- **LISTED ENTRIES**:
::::
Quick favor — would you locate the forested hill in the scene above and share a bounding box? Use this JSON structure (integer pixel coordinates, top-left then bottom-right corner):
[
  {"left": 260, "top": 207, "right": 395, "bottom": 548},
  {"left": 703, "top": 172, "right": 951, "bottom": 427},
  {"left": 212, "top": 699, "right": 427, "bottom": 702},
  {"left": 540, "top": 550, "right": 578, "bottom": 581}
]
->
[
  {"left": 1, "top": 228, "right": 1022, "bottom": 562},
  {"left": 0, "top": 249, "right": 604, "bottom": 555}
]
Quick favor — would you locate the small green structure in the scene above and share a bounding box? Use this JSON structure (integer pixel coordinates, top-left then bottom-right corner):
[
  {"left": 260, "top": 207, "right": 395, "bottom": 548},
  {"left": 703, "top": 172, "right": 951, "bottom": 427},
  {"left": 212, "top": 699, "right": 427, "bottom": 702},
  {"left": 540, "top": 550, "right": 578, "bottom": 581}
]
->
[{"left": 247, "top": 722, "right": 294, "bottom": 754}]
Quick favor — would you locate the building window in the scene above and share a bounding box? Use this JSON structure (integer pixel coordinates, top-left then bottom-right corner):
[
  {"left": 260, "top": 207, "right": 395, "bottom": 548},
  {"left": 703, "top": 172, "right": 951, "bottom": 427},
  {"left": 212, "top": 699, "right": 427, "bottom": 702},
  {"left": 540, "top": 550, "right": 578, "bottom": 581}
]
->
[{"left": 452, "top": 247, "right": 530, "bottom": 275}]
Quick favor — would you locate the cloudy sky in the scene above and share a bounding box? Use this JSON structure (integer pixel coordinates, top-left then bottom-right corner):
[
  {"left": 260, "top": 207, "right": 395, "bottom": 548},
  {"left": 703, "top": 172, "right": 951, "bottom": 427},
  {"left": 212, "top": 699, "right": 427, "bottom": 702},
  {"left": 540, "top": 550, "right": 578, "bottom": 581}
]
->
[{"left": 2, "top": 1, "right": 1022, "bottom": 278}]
::::
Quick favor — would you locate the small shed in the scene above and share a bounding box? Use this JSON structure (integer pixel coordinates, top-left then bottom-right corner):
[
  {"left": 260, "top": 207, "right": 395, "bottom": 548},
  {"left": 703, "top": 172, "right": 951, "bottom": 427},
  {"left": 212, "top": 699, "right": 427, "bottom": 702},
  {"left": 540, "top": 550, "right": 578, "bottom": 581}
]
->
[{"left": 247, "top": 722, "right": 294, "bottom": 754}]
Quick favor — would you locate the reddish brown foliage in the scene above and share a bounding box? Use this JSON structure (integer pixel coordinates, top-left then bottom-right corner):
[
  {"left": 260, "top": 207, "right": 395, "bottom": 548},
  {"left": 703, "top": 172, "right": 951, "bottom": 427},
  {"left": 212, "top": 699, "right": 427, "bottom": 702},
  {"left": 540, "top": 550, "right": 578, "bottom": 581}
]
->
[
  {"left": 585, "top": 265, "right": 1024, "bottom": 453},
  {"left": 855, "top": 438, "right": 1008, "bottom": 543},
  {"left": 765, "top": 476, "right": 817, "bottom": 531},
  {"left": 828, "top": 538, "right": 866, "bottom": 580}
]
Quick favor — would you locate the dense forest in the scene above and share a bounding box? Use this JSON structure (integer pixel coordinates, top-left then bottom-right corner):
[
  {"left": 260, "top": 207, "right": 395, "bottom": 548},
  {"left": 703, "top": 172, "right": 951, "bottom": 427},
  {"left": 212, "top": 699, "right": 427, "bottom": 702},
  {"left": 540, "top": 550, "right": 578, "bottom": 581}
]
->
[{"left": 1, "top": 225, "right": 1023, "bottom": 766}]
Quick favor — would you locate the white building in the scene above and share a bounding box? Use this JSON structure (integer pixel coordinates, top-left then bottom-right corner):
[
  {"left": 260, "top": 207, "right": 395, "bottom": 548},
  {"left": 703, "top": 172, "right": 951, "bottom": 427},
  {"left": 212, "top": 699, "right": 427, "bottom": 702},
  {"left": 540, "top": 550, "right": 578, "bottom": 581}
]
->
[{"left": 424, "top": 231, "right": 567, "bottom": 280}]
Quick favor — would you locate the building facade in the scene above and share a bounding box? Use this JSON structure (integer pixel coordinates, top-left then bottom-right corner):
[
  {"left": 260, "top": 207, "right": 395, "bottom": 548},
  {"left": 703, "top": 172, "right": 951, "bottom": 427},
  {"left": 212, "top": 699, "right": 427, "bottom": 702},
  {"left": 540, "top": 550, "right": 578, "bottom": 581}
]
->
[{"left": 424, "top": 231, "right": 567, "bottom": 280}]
::::
- **INSTRUCTIONS FOR THE TASK**: Your answer must consist of every line from the listing that holds the string "building".

- **ANSWER SECTION**:
Quick favor — would you locate the building window in the scene above and share a bounding box? Use this JSON structure (integer pixel coordinates, top-left then bottom-right corner):
Quick favor — would you locate the white building in the scene above and share a bounding box? Use this JSON structure (integer pixel coordinates, top-left then bottom-right corner):
Quick favor — would you locate the building facade in the scene above and share a bounding box? Use this JSON structure (integer pixel coordinates, top-left then bottom-right corner):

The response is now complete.